正文>
给定一个二叉树,返回所有从根节点到叶子节点的路径。
说明: 叶子节点是指没有子节点的节点。
示例:
输入:
1
/ \
2 3
\
5
输出: ["1->2->5", "1->3"]
解释: 所有根节点到叶子节点的路径为: 1->2->5, 1->3
算法一:BFS
class TreeNode:
def __init__(self, x):
self.val = x
self.left = None
self.right = None
class Solution:
def binaryTreePaths(self, root: TreeNode):
from collections import deque
if not root: return []
res = []
queue = deque()
queue.appendleft([root, []])
while queue:
node, tmp = queue.pop()###最重要的就是这个temp,当当前节点左存在的时候,把当前节点的值记录下来。这样一直记录就能够记录到叶子节点。叶子节点左右为空。返回res
if not node.left and not node.right:
res.append("->".join(tmp + [str(node.val)]))
if node.left:
queue.appendleft([node.left, tmp + [str(node.val)]])
if node.right:
queue.appendleft([node.right, tmp + [str(node.val)]])
return res
root = TreeNode(1)

数据行:
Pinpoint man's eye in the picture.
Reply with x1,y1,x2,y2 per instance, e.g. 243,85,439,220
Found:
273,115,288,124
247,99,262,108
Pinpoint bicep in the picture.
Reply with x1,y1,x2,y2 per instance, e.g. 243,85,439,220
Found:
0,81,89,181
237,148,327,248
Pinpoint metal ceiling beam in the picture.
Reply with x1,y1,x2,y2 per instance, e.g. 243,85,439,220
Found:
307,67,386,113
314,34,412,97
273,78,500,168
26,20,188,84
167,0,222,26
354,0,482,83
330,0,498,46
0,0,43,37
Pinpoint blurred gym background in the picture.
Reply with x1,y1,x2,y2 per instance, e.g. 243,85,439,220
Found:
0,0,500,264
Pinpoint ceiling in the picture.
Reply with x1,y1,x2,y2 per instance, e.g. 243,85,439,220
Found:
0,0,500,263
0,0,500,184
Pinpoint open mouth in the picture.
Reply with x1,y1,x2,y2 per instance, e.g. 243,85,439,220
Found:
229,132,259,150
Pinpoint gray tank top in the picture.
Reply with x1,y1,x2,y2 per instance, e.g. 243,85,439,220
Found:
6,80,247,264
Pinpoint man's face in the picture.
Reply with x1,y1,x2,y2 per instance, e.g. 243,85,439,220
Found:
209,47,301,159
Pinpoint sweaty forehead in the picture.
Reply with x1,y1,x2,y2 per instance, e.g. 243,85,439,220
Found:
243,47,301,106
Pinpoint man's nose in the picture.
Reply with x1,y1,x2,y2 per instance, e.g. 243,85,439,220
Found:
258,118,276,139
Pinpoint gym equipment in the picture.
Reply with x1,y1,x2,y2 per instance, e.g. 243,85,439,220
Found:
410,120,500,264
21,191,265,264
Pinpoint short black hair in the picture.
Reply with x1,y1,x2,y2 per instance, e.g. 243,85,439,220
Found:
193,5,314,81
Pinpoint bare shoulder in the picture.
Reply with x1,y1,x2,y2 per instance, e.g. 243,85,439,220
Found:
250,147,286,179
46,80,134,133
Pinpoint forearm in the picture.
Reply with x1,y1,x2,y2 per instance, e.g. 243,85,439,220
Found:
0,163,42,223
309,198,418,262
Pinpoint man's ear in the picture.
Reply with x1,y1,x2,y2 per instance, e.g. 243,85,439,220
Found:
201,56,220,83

练习任务>
a) 根据二叉树路径这篇正文，回答下列问题：
(i) 正文的“说明”中，叶子节点指的是什么样的节点？
(ii) 示例给出的输出是什么？
(iii) 代码把路径上的各节点值连接成字符串时，用的是哪个连接符？
b) 从二叉树路径这篇正文的最后一行 root = TreeNode(1) 之后续写下去。

逐题答案>
a)
(i) 没有子节点的节点。
(ii) ["1->2->5", "1->3"]
(iii) "->"

b)
a = TreeNode(2)
b = TreeNode(3)
c = TreeNode(5)
root.left = a
root.right = b
a.right = c
print(Solution().binaryTreePaths(root))
算法二:DFS
class Solution:
def binaryTreePaths(self, root: TreeNode) -> List[str]:
if not root: return []
res = []
def helper(root, tmp):
if not root.left and not root.right:res.append(tmp + [str(root.val)])
if root.left:helper(root.left, tmp + [str(root.val)])
if root.right:helper(root.right, tmp + [str(root.val)])
helper(root, [])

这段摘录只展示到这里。